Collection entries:

'''

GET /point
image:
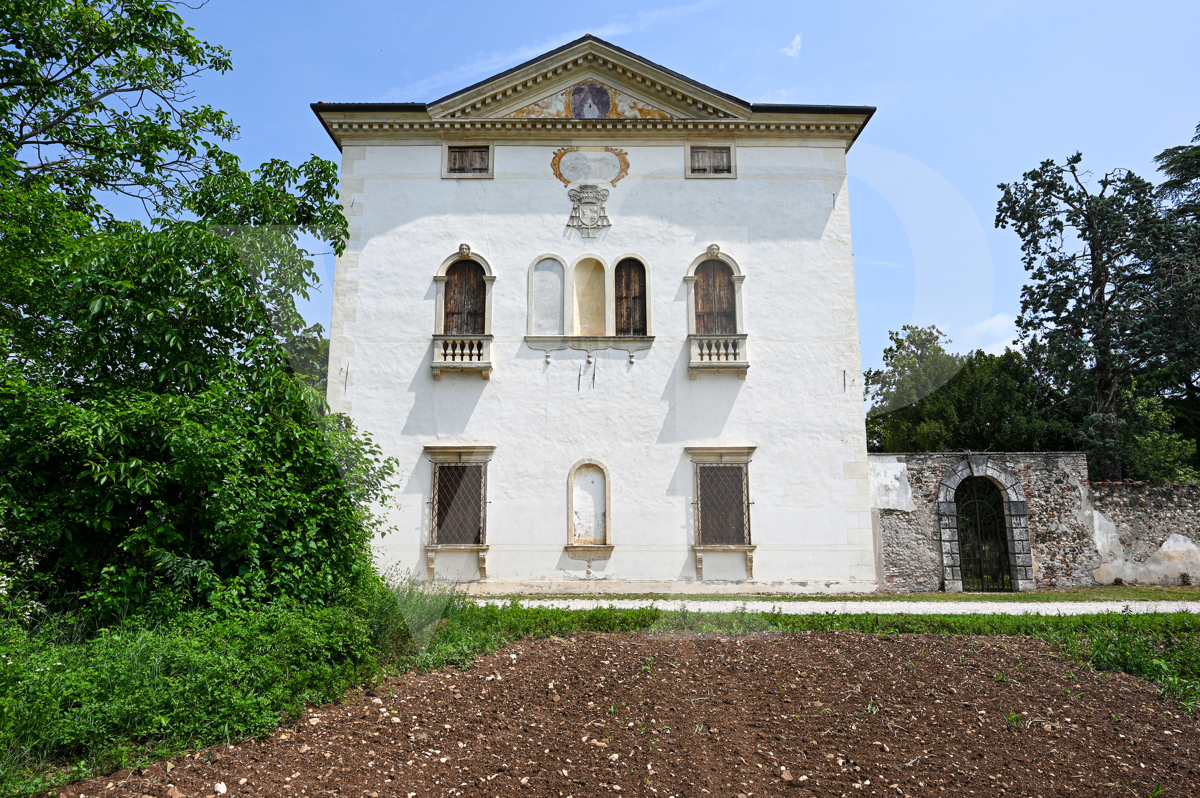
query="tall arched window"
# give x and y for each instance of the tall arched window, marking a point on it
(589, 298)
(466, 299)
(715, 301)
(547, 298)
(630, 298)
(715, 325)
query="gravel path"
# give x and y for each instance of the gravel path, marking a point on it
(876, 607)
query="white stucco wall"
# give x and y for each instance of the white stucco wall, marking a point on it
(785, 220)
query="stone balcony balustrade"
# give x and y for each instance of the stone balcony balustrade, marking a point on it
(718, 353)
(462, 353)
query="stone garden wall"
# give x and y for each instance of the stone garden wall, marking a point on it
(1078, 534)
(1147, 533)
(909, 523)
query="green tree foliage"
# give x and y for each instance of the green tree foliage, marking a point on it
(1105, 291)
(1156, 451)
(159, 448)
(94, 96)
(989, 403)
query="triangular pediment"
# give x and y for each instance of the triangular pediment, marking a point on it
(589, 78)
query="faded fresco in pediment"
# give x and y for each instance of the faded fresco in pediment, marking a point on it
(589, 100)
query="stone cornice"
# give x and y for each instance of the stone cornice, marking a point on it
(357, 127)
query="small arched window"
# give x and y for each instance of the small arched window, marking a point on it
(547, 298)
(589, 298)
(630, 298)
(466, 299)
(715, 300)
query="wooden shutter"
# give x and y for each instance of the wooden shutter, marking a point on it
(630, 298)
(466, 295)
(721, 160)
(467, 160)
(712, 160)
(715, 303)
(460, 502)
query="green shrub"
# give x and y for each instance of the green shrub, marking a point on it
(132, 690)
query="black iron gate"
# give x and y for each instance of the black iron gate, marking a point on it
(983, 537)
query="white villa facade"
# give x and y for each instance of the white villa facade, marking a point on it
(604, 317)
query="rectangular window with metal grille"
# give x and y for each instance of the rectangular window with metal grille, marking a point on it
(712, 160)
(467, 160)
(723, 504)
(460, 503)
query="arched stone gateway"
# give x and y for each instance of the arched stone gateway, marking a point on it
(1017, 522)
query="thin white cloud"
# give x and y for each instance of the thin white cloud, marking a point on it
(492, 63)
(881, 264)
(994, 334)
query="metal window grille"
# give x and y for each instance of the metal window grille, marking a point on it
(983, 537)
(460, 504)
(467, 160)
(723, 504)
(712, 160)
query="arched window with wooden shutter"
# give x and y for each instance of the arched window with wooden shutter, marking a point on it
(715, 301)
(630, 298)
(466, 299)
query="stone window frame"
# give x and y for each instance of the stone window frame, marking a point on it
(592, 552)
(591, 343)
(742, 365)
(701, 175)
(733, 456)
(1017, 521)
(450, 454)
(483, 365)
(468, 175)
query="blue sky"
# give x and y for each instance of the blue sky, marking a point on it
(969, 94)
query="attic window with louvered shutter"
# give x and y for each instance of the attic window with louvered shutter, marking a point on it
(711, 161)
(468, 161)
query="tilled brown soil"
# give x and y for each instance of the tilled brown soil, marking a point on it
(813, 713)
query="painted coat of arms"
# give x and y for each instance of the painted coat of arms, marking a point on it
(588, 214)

'''
'''

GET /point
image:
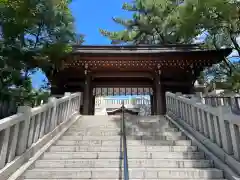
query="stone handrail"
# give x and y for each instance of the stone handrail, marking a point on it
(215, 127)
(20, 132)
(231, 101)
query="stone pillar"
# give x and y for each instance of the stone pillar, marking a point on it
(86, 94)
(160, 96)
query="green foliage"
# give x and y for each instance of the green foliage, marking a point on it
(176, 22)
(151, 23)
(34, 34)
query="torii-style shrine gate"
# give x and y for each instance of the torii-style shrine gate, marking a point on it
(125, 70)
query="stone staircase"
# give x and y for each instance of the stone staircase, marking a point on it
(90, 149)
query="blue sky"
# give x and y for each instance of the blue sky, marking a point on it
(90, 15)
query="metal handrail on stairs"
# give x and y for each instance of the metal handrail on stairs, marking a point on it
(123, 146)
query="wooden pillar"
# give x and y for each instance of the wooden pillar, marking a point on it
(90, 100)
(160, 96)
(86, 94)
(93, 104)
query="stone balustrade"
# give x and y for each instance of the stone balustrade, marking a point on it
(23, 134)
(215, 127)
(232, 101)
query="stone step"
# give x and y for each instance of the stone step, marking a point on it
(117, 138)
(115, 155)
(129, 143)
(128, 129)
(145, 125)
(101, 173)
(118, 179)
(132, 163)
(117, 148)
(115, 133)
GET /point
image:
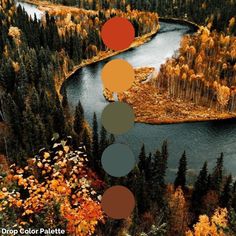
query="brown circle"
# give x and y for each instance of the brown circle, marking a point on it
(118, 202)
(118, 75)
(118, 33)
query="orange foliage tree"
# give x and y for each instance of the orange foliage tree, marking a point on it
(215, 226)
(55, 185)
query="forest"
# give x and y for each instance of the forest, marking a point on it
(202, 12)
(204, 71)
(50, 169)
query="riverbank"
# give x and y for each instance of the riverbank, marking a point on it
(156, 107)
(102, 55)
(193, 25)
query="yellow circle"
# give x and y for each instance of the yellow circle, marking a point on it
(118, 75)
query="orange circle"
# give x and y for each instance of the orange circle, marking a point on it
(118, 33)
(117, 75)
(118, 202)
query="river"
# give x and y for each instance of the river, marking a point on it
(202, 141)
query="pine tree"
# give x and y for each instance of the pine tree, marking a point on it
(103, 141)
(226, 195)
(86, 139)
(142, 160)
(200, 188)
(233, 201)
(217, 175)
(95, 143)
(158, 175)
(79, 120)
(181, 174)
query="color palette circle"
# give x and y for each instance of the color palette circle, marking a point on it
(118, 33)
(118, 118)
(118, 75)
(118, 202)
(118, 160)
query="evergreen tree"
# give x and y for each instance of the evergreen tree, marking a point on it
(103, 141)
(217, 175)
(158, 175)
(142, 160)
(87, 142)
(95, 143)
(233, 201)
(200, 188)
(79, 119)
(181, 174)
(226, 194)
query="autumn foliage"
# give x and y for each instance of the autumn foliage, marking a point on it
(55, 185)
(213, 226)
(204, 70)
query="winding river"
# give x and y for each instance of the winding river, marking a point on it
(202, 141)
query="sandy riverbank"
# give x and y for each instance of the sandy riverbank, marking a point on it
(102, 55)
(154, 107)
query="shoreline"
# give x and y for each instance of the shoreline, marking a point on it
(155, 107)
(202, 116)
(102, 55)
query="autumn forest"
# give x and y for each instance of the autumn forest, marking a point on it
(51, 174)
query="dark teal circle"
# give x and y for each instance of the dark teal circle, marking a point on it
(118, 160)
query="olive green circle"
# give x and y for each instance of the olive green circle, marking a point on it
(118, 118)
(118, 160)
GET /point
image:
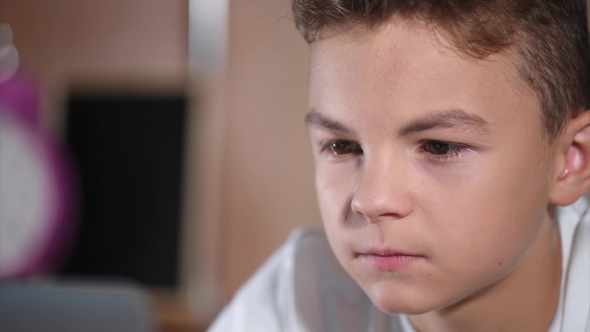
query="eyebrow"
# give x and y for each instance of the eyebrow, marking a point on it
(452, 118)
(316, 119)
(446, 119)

'''

WORK TO COMPLETE: Return every line of the material above that contains the word "wall", treating uppercase and lowercase as different.

THE SOLUTION:
query="white stucco wall"
# give x and y for each instance of the white stucco wall, marking a point on it
query="stone garden wall"
# give x and y for each instance of the stone garden wall, marking a point on it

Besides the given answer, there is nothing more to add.